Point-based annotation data
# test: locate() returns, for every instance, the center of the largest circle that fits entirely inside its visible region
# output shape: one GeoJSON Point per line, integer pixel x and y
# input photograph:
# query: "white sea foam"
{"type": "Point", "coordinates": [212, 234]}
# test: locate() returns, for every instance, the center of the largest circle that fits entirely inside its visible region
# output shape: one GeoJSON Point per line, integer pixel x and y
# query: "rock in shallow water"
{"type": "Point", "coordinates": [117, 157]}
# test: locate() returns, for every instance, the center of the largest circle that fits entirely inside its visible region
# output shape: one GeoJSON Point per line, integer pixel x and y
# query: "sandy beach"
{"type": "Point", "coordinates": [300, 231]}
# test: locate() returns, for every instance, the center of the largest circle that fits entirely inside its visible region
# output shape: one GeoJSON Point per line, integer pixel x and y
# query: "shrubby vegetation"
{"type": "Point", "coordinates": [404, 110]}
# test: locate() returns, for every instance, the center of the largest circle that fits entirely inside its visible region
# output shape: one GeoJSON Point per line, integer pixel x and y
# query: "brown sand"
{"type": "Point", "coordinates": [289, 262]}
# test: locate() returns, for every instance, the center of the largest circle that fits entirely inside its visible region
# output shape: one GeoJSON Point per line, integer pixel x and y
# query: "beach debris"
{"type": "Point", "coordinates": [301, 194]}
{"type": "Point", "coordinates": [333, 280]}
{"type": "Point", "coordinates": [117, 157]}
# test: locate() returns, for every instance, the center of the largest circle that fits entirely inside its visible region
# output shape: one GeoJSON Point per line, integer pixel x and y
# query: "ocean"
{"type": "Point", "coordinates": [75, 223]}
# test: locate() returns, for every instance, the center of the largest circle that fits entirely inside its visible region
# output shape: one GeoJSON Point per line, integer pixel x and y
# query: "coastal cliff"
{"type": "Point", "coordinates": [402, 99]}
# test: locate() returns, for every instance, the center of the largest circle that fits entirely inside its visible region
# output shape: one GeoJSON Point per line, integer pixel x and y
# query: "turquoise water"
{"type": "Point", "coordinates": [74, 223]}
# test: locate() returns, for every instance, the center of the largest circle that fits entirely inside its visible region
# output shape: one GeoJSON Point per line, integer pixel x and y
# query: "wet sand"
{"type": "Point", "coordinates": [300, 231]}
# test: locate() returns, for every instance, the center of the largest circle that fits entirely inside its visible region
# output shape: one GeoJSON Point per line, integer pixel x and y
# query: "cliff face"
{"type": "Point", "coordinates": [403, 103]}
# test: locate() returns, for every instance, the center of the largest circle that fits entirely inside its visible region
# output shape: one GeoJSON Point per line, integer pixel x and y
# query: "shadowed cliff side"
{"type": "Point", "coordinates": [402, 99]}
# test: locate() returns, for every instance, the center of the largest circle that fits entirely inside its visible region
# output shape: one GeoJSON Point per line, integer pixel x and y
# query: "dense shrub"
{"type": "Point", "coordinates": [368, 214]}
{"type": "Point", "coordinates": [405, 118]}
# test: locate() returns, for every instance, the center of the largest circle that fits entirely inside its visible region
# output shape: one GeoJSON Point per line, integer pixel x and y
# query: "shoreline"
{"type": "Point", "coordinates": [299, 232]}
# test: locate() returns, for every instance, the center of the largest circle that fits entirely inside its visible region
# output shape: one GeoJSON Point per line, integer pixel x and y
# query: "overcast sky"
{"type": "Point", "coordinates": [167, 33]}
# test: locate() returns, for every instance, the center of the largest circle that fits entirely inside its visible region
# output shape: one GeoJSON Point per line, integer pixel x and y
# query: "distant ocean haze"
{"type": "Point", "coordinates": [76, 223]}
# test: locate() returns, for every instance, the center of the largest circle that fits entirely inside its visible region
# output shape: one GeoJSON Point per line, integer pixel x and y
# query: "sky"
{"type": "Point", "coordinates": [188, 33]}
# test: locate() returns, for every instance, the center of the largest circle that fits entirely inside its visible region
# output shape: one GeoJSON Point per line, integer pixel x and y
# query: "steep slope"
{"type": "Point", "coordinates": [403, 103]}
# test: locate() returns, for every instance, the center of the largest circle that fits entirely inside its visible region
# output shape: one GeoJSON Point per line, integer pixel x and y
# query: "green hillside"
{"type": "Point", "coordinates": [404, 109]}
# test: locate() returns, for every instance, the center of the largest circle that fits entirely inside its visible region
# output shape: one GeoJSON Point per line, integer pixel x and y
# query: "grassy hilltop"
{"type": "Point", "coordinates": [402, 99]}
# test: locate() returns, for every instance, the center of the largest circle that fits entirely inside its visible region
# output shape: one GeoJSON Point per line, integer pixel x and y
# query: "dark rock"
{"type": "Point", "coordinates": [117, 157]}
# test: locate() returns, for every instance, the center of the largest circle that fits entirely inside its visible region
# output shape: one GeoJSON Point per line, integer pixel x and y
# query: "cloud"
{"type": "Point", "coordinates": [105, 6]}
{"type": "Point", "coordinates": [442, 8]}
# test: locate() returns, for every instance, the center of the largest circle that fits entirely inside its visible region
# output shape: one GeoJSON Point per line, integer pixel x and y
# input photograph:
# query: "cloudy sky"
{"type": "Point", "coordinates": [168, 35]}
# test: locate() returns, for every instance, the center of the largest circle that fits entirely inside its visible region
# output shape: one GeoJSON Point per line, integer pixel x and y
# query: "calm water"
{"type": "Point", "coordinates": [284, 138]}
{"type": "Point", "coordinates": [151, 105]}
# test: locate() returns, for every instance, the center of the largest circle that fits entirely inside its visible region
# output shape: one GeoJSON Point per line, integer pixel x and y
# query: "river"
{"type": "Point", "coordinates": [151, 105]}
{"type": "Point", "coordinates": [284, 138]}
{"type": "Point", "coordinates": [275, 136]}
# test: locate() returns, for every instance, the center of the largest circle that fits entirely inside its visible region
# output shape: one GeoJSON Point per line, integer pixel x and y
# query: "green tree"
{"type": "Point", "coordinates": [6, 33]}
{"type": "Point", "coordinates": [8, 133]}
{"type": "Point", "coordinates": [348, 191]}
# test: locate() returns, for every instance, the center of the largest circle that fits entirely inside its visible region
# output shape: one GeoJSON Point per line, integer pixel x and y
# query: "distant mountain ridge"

* _WHAT IS BEING ASKED_
Extract each line of the data that contains the string "beach".

* _RESPONSE_
# query: "sandy beach"
# query: "beach debris"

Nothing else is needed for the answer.